Transcribe precisely, and only, the lines beginning at the line containing "Task: For every instance of the windshield" and ending at the final line of the material below.
━━━━━━
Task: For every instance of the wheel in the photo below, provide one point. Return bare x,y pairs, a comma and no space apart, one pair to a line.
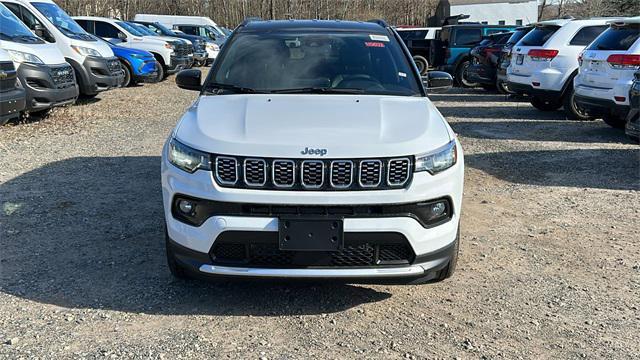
126,82
502,87
545,104
614,121
461,75
176,270
422,64
572,109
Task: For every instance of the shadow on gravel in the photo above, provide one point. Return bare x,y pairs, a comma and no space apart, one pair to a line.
564,131
597,168
88,233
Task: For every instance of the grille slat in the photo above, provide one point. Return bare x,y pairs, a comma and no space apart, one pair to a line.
313,174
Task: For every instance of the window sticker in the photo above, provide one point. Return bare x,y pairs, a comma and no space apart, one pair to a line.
379,38
373,44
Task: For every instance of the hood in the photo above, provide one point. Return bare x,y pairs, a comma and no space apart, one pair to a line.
48,53
346,126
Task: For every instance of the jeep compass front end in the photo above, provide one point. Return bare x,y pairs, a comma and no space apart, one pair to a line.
312,152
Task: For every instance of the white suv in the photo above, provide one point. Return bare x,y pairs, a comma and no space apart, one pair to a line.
545,62
606,72
327,161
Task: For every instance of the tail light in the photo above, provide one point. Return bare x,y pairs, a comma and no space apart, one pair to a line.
624,61
542,54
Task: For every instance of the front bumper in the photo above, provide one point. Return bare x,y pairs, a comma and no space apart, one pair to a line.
423,241
100,74
48,86
602,107
11,104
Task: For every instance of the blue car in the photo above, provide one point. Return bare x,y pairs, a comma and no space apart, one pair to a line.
138,65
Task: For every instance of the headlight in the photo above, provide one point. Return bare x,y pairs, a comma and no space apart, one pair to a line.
188,159
86,51
22,57
438,160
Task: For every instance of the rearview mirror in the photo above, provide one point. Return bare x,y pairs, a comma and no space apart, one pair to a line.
437,81
189,79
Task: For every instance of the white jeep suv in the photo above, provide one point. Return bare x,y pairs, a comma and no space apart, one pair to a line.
313,152
545,62
606,72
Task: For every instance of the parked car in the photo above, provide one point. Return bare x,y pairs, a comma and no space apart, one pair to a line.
632,128
41,68
486,56
138,65
275,185
418,40
172,55
95,66
606,72
172,20
505,58
545,62
200,54
12,95
450,52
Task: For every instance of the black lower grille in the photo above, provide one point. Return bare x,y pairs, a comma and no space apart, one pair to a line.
260,249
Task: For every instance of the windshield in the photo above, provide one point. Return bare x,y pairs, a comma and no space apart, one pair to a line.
59,18
315,62
132,30
12,28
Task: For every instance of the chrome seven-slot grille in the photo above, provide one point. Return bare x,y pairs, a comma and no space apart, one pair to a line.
313,174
━━━━━━
== Expected answer ==
Task: For every instance of the windshield in the photo above, provide one point. Return bare x,y pairs, a comma and no space apart, one pair to a line.
59,18
315,62
132,30
12,28
Task: For every instance of the chrome seven-slot grille in the photo above, provide one point. Return bare x,y pairs, a comma and no space apart, one pair to a line.
313,174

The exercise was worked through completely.